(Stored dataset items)
↓
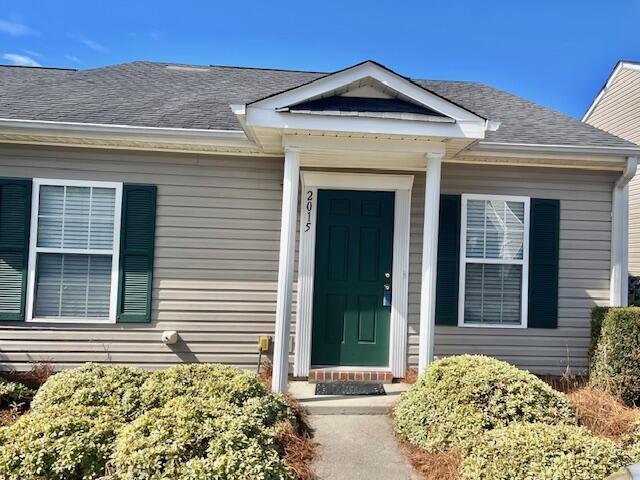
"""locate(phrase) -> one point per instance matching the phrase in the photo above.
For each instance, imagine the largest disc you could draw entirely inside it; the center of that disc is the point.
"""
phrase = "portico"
(364, 129)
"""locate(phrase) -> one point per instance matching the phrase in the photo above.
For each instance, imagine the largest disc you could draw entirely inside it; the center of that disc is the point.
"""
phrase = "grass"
(605, 415)
(441, 465)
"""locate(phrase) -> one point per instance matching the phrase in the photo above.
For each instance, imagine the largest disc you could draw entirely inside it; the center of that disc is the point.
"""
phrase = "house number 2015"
(309, 207)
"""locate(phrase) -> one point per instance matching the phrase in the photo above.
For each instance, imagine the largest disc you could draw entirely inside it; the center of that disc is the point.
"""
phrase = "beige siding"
(215, 267)
(618, 112)
(217, 249)
(585, 205)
↑
** What needs to be done **
Write every record out again exactly; no pictures belong in the copy.

** Written solution **
"""locate(phrase) -> one point per instance matching the phrase in the photo above.
For each instance, imagine the largest disc you could draw entirely inside it; the center of that disc is the point.
"""
phrase = "portico"
(364, 129)
"""locate(phrase) -> one point per instance matching the phrase in the photo above.
For each instance, imagine the largest disc you could draw entirely inside it; the center of that disc is the point.
"""
phrase = "grass"
(605, 415)
(441, 465)
"""locate(phrase) -> one point per instance matching the phrase in the photo above.
For each instance, imagine the largest disc you could draw entirely inside it; the center of that disc is the point.
"""
phrase = "house number 2015"
(309, 207)
"""locate(phrase) -> one point per instance matching the phrase in the photo above.
For each instance, imagine the largest disc you could draw entirely inside it; the center of that disc is the point.
"""
phrase = "beige siding"
(215, 267)
(618, 112)
(217, 249)
(585, 205)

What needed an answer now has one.